=== What is needed ===
Copy the stretch of the material below from the line containing "For every instance of the black alloy" through the line containing "For every instance of the car wing", putting "pin" in place of "marker" and leaving everything else unchanged. Give only those lines.
*** Materials provided ***
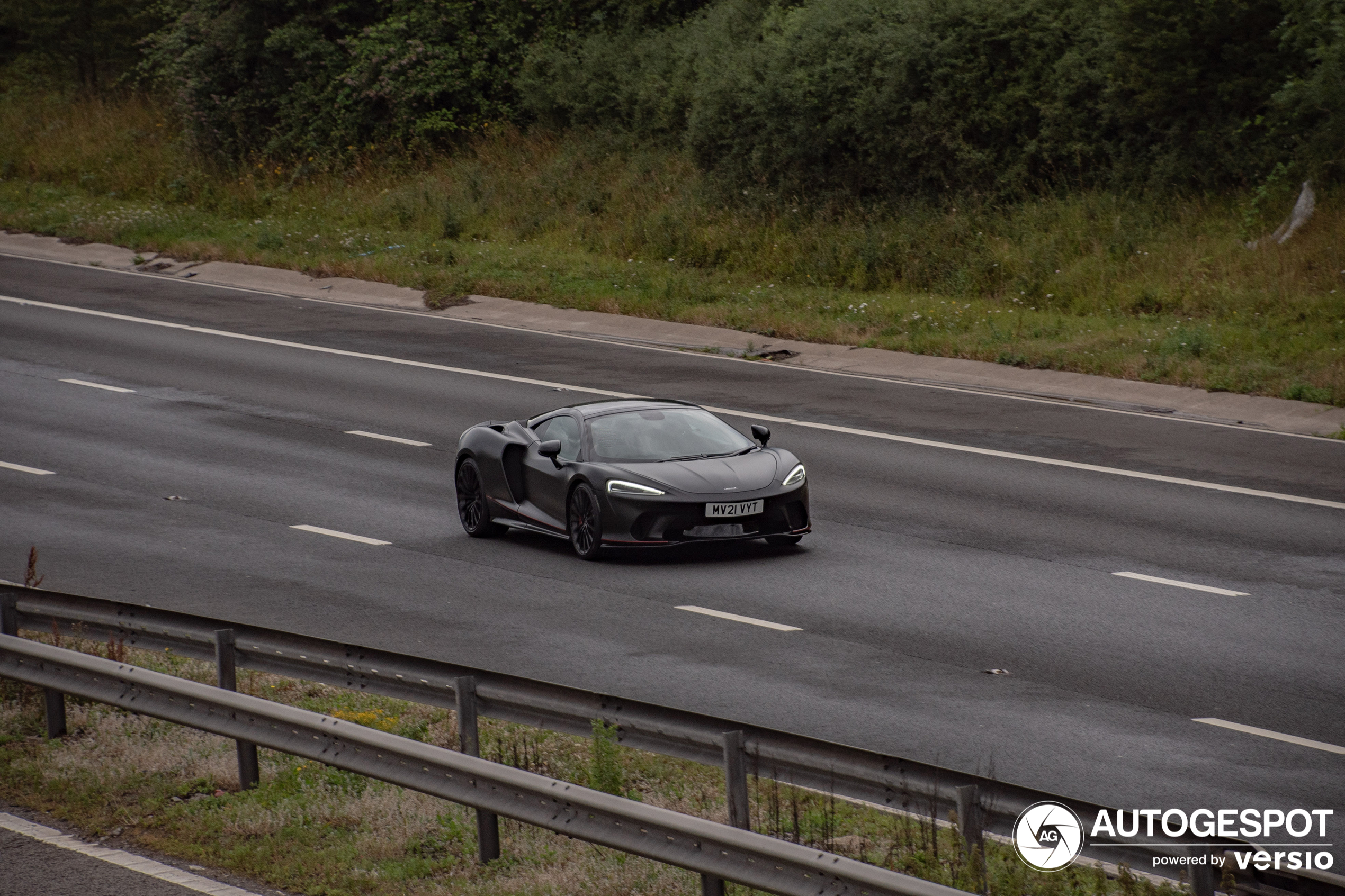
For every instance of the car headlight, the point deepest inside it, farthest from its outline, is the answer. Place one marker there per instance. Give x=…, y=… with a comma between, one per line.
***
*** Materials provided ***
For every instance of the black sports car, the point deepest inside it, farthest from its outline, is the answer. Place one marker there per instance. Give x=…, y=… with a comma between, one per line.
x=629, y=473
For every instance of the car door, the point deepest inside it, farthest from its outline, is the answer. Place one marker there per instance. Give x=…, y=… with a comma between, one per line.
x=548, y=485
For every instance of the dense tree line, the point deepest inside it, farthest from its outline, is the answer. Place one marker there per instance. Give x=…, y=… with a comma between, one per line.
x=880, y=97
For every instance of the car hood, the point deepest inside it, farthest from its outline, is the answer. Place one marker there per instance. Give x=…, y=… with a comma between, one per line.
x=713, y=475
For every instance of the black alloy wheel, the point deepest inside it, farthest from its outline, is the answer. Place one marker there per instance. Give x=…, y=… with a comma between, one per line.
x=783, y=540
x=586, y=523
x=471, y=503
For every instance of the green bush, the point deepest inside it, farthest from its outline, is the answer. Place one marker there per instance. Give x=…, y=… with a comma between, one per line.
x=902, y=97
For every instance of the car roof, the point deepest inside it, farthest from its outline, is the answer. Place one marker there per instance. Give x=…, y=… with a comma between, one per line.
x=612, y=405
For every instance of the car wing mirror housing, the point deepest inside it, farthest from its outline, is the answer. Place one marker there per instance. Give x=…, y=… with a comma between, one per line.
***
=== Response for this exercise ===
For every instance of the black alloy wheel, the point deepest inside it, farthest from its outline, is the answer. Place one pin there per instance. Give x=…, y=… with a comma between, one per line.
x=783, y=540
x=586, y=523
x=471, y=503
For every instance of the green bush, the point deepest inside it, farthest from its outline, is the answer. Place one pin there per instance. Give x=…, y=… with a comma between, one per line.
x=902, y=97
For every instance of the car roof, the point deepest inside it, farthest from its outline, is the answer. Place one pin there per instance. Give x=…, y=… with a comma between, one per line.
x=612, y=405
For every instance of the car wing mirror housing, the point deepest inside it, farthest from its outline, is the answer. Place one pin there per instance. Give x=…, y=… with a comma between, one per line.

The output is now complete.